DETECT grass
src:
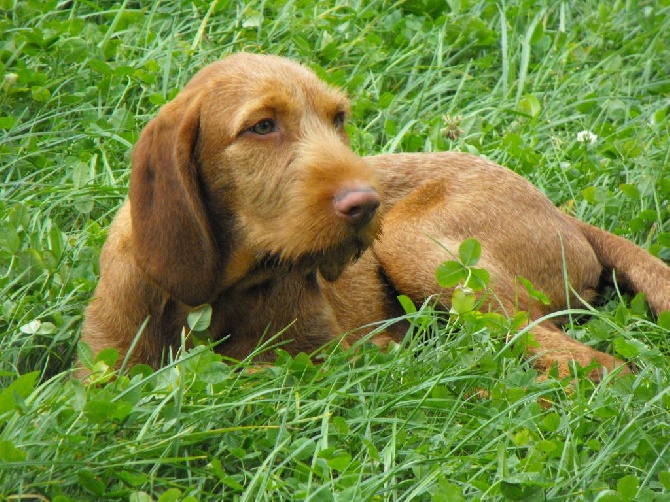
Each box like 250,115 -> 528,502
0,0 -> 670,502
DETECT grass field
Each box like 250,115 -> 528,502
0,0 -> 670,502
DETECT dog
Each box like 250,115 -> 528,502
78,53 -> 670,378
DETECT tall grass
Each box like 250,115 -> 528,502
0,0 -> 670,501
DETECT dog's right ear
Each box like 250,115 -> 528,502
129,98 -> 218,305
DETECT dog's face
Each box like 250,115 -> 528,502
130,54 -> 380,304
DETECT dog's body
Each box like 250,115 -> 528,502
83,54 -> 670,375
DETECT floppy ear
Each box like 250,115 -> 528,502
129,98 -> 217,305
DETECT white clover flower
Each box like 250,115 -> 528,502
577,131 -> 598,145
3,73 -> 19,87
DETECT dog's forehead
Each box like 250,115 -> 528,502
200,53 -> 348,113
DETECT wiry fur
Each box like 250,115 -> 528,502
80,54 -> 670,375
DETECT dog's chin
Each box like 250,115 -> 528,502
279,234 -> 372,282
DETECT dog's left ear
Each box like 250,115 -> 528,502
129,96 -> 218,305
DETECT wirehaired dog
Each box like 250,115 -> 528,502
80,53 -> 670,375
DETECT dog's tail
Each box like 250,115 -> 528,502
575,220 -> 670,314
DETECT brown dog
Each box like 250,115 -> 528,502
79,54 -> 670,375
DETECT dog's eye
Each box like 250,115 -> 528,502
251,119 -> 277,136
333,112 -> 347,129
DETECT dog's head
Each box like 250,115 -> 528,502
130,54 -> 380,305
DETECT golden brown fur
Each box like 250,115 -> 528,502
80,54 -> 670,375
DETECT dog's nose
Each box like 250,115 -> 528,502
333,187 -> 380,225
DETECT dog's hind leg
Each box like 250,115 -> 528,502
373,178 -> 627,379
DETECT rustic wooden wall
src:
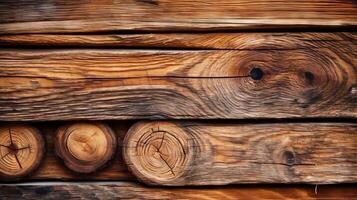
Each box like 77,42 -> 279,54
0,0 -> 357,199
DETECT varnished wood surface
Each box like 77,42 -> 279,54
55,122 -> 118,173
28,122 -> 133,182
123,121 -> 357,186
0,34 -> 357,121
0,124 -> 46,180
0,182 -> 357,200
0,32 -> 357,50
0,0 -> 357,34
0,121 -> 357,185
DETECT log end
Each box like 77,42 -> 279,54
0,124 -> 45,181
55,123 -> 117,173
123,122 -> 194,185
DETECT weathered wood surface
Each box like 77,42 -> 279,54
0,32 -> 357,50
55,122 -> 117,173
0,0 -> 357,34
25,122 -> 133,182
0,34 -> 357,121
0,124 -> 46,180
0,182 -> 357,200
123,121 -> 357,186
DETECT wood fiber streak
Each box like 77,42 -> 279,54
0,34 -> 357,121
25,124 -> 132,182
0,182 -> 357,200
0,0 -> 357,34
123,122 -> 357,186
0,32 -> 357,50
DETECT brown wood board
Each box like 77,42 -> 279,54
1,122 -> 357,185
0,34 -> 357,121
0,0 -> 357,34
0,32 -> 357,50
0,182 -> 357,200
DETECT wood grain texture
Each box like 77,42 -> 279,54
0,124 -> 46,181
20,122 -> 133,182
123,121 -> 357,186
0,34 -> 357,121
0,32 -> 357,50
0,182 -> 357,200
0,0 -> 357,34
55,122 -> 117,173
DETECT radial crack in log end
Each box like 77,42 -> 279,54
123,122 -> 195,185
0,124 -> 45,181
55,122 -> 117,173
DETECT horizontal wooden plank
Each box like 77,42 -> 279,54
0,121 -> 357,185
0,182 -> 357,200
0,32 -> 357,50
7,122 -> 133,182
0,0 -> 357,34
0,34 -> 357,121
123,121 -> 357,186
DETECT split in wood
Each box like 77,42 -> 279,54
55,123 -> 117,173
123,121 -> 357,186
0,124 -> 45,181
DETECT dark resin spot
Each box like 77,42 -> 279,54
250,68 -> 264,80
304,72 -> 315,84
283,151 -> 295,165
35,187 -> 51,195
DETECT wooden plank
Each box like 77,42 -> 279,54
0,36 -> 357,121
0,32 -> 357,50
23,122 -> 133,182
0,0 -> 357,34
0,121 -> 357,185
0,182 -> 357,200
123,121 -> 357,186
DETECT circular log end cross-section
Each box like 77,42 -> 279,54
◇ ◇ ◇
> WHAT THIS TASK INVOLVES:
Reproduce all of the items above character for character, but leave out the pictures.

> EXERCISE ANSWER:
DETECT grass
src:
Each box like 250,115 -> 528,502
0,0 -> 670,502
DETECT grass field
Each box like 250,115 -> 528,502
0,0 -> 670,502
DETECT dog
Each box like 250,115 -> 528,502
78,53 -> 670,378
DETECT tall grass
Each box like 250,115 -> 528,502
0,0 -> 670,501
DETECT dog's right ear
Each box like 250,115 -> 528,502
129,98 -> 218,305
DETECT dog's face
Each box like 250,115 -> 528,502
130,54 -> 380,304
DETECT dog's body
Each box like 250,115 -> 528,502
83,54 -> 670,375
DETECT floppy ear
Each box like 250,115 -> 528,502
129,98 -> 217,305
DETECT white clover flower
Each box like 250,115 -> 528,502
577,131 -> 598,145
3,73 -> 19,87
DETECT dog's forehead
Each box like 250,115 -> 528,502
200,53 -> 348,113
DETECT wiry fur
Each box like 250,115 -> 528,502
80,54 -> 670,375
DETECT dog's chin
Each box like 250,115 -> 528,502
279,234 -> 372,282
DETECT dog's left ear
Each box like 250,115 -> 528,502
129,96 -> 218,305
DETECT wirehaired dog
Each box like 250,115 -> 528,502
80,53 -> 670,375
DETECT dog's tail
Each box like 250,115 -> 528,502
575,220 -> 670,314
DETECT brown dog
Each box like 250,115 -> 528,502
79,54 -> 670,375
DETECT dog's eye
Each box like 250,115 -> 528,502
251,119 -> 277,136
333,112 -> 347,129
DETECT dog's head
Each box like 250,115 -> 528,502
130,54 -> 380,305
DETECT golden brown fur
Each box like 250,115 -> 528,502
80,54 -> 670,375
DETECT dog's nose
Each box like 250,115 -> 528,502
333,187 -> 380,225
DETECT dog's hind leg
Each box like 250,115 -> 528,502
373,178 -> 627,379
DETECT rustic wooden wall
src:
Each box like 77,42 -> 279,54
0,0 -> 357,199
DETECT varnished wood surface
Each box like 77,42 -> 279,54
55,122 -> 118,173
28,122 -> 133,182
123,121 -> 357,186
0,34 -> 357,121
0,124 -> 46,180
0,182 -> 357,200
0,32 -> 357,50
0,0 -> 357,34
0,121 -> 357,185
DETECT log end
Each box like 77,42 -> 279,54
0,124 -> 45,181
55,123 -> 117,173
123,122 -> 194,185
DETECT weathered wood surface
Each box like 77,42 -> 279,54
0,32 -> 357,50
55,122 -> 117,173
0,0 -> 357,34
25,122 -> 133,182
0,34 -> 357,121
0,124 -> 46,180
0,182 -> 357,200
123,121 -> 357,186
DETECT wood fiber streak
Each box like 77,42 -> 279,54
0,34 -> 357,121
25,124 -> 132,182
0,182 -> 357,200
0,0 -> 357,34
123,122 -> 357,186
0,32 -> 357,50
DETECT brown wood board
Each box like 77,42 -> 279,54
1,122 -> 357,185
0,34 -> 357,121
0,0 -> 357,34
0,32 -> 357,50
0,182 -> 357,200
DETECT wood grain texture
Each box like 77,42 -> 279,54
0,124 -> 46,181
20,122 -> 133,182
123,121 -> 357,186
0,34 -> 357,121
0,32 -> 357,50
0,182 -> 357,200
0,0 -> 357,34
55,122 -> 117,173
DETECT radial crack in log end
Each box like 77,42 -> 279,54
123,122 -> 195,185
0,124 -> 45,181
55,122 -> 117,173
DETECT horizontal wooden plank
Each box like 77,42 -> 279,54
0,121 -> 357,185
0,182 -> 357,200
0,32 -> 357,50
7,122 -> 133,182
0,0 -> 357,34
0,34 -> 357,121
123,121 -> 357,186
DETECT split in wood
Each box like 77,42 -> 279,54
55,123 -> 117,173
123,121 -> 357,186
0,124 -> 45,181
DETECT dark resin spot
Each box like 77,42 -> 279,54
250,68 -> 264,80
304,72 -> 315,84
283,151 -> 295,165
35,187 -> 51,195
DETECT wooden plank
Each box like 77,42 -> 279,54
0,36 -> 357,121
0,32 -> 357,50
23,122 -> 133,182
0,0 -> 357,34
0,121 -> 357,185
0,182 -> 357,200
123,121 -> 357,186
DETECT circular log end cross-section
Each box like 77,42 -> 279,54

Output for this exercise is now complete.